Set out the material below as a numbered list, one item per line, leaving out any blank lines.
---------------
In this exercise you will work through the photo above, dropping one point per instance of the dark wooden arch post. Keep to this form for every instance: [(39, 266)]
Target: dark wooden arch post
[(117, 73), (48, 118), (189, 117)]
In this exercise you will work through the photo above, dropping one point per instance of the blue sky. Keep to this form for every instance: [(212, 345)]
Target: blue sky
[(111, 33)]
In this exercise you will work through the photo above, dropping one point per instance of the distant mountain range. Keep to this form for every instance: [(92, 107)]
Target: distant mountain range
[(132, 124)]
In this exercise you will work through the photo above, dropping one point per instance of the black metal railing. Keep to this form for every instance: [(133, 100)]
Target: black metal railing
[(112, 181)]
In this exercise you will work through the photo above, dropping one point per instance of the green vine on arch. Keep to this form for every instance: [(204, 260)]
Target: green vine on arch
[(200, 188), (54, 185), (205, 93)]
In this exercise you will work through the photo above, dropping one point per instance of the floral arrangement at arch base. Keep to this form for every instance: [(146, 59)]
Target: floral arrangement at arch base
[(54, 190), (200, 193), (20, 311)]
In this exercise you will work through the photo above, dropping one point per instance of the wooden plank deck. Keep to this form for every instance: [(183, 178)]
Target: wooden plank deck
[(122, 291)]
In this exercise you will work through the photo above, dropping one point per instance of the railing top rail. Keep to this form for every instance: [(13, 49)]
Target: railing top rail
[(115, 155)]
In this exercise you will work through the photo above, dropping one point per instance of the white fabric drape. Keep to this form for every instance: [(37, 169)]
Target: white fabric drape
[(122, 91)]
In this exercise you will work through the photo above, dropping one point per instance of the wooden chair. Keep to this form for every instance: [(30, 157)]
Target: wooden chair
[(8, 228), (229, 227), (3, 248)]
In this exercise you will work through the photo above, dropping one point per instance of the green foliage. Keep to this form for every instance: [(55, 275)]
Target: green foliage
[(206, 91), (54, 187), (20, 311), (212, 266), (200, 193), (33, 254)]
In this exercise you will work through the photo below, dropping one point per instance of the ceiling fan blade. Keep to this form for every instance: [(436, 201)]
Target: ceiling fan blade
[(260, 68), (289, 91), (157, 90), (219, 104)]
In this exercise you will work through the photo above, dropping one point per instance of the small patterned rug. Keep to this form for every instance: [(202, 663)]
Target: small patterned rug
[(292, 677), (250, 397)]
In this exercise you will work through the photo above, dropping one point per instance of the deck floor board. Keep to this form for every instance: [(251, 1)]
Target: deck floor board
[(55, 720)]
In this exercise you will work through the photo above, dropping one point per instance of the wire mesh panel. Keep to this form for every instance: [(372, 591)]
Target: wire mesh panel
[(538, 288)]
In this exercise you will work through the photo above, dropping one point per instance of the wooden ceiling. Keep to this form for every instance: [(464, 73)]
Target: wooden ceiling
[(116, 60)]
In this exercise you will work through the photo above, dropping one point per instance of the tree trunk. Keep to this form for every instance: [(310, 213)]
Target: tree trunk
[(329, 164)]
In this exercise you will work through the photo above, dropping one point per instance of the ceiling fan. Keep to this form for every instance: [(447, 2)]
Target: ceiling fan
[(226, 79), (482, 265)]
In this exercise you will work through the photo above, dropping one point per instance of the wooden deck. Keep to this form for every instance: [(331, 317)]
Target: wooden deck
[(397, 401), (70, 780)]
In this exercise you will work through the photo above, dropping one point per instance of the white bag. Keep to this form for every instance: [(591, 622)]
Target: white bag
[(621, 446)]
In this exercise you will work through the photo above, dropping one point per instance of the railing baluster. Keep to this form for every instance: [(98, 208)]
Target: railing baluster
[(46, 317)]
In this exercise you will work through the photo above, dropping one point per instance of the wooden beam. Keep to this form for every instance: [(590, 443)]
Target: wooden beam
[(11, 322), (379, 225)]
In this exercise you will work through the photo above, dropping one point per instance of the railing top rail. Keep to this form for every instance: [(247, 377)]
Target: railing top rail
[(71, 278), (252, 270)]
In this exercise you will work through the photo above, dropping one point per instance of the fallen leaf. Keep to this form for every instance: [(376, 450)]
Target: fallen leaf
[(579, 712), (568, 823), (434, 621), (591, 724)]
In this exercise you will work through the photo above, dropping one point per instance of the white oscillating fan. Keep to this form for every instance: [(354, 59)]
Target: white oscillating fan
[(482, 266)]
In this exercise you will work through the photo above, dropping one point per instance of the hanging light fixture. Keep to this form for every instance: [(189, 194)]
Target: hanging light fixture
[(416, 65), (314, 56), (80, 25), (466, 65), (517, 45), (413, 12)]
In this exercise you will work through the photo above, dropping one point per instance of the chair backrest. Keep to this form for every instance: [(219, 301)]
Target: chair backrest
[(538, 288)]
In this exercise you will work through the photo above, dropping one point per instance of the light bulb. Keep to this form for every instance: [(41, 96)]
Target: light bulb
---------------
*ANSWER FOR THE TASK:*
1. In this exercise you will work through the photo above, dropping one point per instance of the dark wooden arch post. Keep to this form for every instance: [(39, 266)]
2. Target: dark wooden arch post
3. [(117, 73), (48, 118), (189, 117)]
4. In this exercise you will work through the photo above, dropping one point per instance of the blue sky. Keep to this form for every instance: [(212, 345)]
5. Target: blue sky
6. [(111, 33)]
7. In this exercise you will work through the photo above, dropping one point per instance of the distant mountain range. Keep to this form for every instance: [(92, 107)]
8. Target: distant mountain range
9. [(132, 124)]
10. In this exercise you will work through the photo above, dropping one point per instance of the black metal railing. Keep to this form for every instance: [(133, 100)]
11. Target: black metal railing
12. [(112, 181)]
13. In this exercise you will work through the photo above, dropping one point per instance of the green vine on arch. Keep to this form for every instance: [(204, 260)]
14. Target: green vine on arch
15. [(200, 188), (54, 185), (205, 93)]
16. In this exercise you will work through the photo above, dropping one point per instance of the floral arrangement at arch base. Keep to this form for every instance: [(146, 59)]
17. Target: floral arrangement at arch base
18. [(54, 190), (200, 193), (20, 311)]
19. In this exercise you will work through the photo above, dropping one point per instance of the wooden plank deck. Keep to this form for every instance: [(183, 178)]
20. Target: wooden plank deck
21. [(122, 291)]
22. In this exercise you will work through the photo above, dropping one point per instance of the railing top rail. Keep to this form for every instance: [(13, 49)]
23. Target: railing top rail
24. [(115, 155)]
25. In this exercise you will work through the photo above, dropping one point per instance of the white fabric drape. Keep to this form for every instance: [(37, 169)]
26. Target: white fabric drape
27. [(122, 91)]
28. In this exercise you will work through the photo above, dropping one point per instance of the wooden chair. Keep to this form for every instance: [(30, 157)]
29. Target: wooden chair
30. [(8, 228), (229, 227), (3, 248)]
31. In this exercise you will work through the photo above, dropping one point per instance of the green foliage. Keep to this form for every instance: [(55, 275)]
32. Target: green foliage
33. [(206, 91), (54, 187), (20, 311), (212, 266), (200, 193), (33, 254)]
34. In this exercise you will work through the photo below, dropping one point per instance of the ceiling fan blade. Keep to this form for every instance: [(436, 201)]
35. Target: ceiling fan blade
36. [(260, 68), (289, 91), (157, 90), (219, 104)]
37. In this exercise you will work through the photo above, dropping one point per instance of the small patterned rug. Keep to this form for every instance: [(202, 663)]
38. Target: small patterned rug
39. [(292, 677), (250, 397)]
40. In this exercise you will work through the photo above, dropping one point per instance of the deck floor board. Keep to this form for every instance: [(251, 1)]
41. Target: deck floor board
42. [(55, 720)]
43. In this exercise you will work through the photo above, dropping one point per instance of the wire mesh panel. Keep to this form for every instance: [(372, 591)]
44. Target: wire mesh panel
45. [(538, 288)]
46. In this exercise you will work through the photo above, dropping one point per instance of the wooden ceiling. Keep to this form for every instance: [(464, 73)]
47. Target: wooden ceiling
48. [(116, 60)]
49. In this exercise you will work through the photo above, dropping one point per instance of the tree trunk. Keep to this form for every instance: [(310, 213)]
50. Target: tree trunk
51. [(329, 164)]
52. In this exercise you will work through the photo above, dropping one point per instance of the ceiling fan. Keep to this form for every instance: [(447, 2)]
53. Target: ceiling fan
54. [(226, 79), (482, 265)]
55. In this exercise you will work through the photo above, dropping one point per instance of the wooden deck. Keep to this form for every instance: [(331, 317)]
56. Target: wooden deck
57. [(397, 401), (70, 780)]
58. In this exercise you will work through the photo above, dropping one point per instance of the white bag. Keep to this form for every instance: [(591, 622)]
59. Target: white bag
60. [(621, 446)]
61. In this exercise you will work through the photo above, dropping one point per instance of the railing baluster. Keep to this form for every instance: [(98, 208)]
62. Target: railing baluster
63. [(46, 317)]
64. In this exercise you will work through the photo above, dropping one point per instance of the wooden beam. Keep to this form for every instance: [(590, 443)]
65. Target: wooden beam
66. [(11, 322), (379, 225)]
67. In this exercise you will work through the photo above, dropping one point per instance of the railing top rail. Keep to this form for every instance: [(247, 377)]
68. Target: railing top rail
69. [(71, 278), (252, 270)]
70. In this exercise you will work through the photo above, dropping one point per instance of the fallen leaf. Keep to this form for every instance: [(376, 450)]
71. Target: fallen leaf
72. [(579, 712), (568, 823), (434, 621), (591, 724)]
73. In this exercise you will work through the photo above, dropping one point per instance of the white oscillating fan. Keep to this form for every instance: [(354, 59)]
74. Target: white oscillating fan
75. [(482, 266)]
76. In this exercise you will work through the photo above, dropping one point per instance of the hanging light fixture. Keep to this form for every instance: [(189, 194)]
77. Target: hanging light fixture
78. [(416, 65), (314, 56), (80, 25), (466, 65), (517, 45), (413, 12)]
79. In this exercise you will work through the photo above, dropping one point per instance of the chair backrest. Keep to this form for every instance: [(219, 301)]
80. Target: chair backrest
81. [(538, 288)]
82. In this exercise you will work through the photo above, dropping one point per instance of the light bulb. Keep to this form for every instance: [(41, 96)]
83. Target: light bulb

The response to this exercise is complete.